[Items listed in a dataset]
────────────────
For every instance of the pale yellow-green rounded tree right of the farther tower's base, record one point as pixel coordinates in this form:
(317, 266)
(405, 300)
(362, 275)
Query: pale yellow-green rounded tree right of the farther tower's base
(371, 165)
────────────────
[About this exercise]
Return every record exactly as it was given.

[Problem solution]
For every instance of the pale yellow-green rounded tree right of the farther tower's base, record one point as pixel coordinates in this form:
(317, 266)
(405, 300)
(362, 275)
Query: pale yellow-green rounded tree right of the farther tower's base
(371, 165)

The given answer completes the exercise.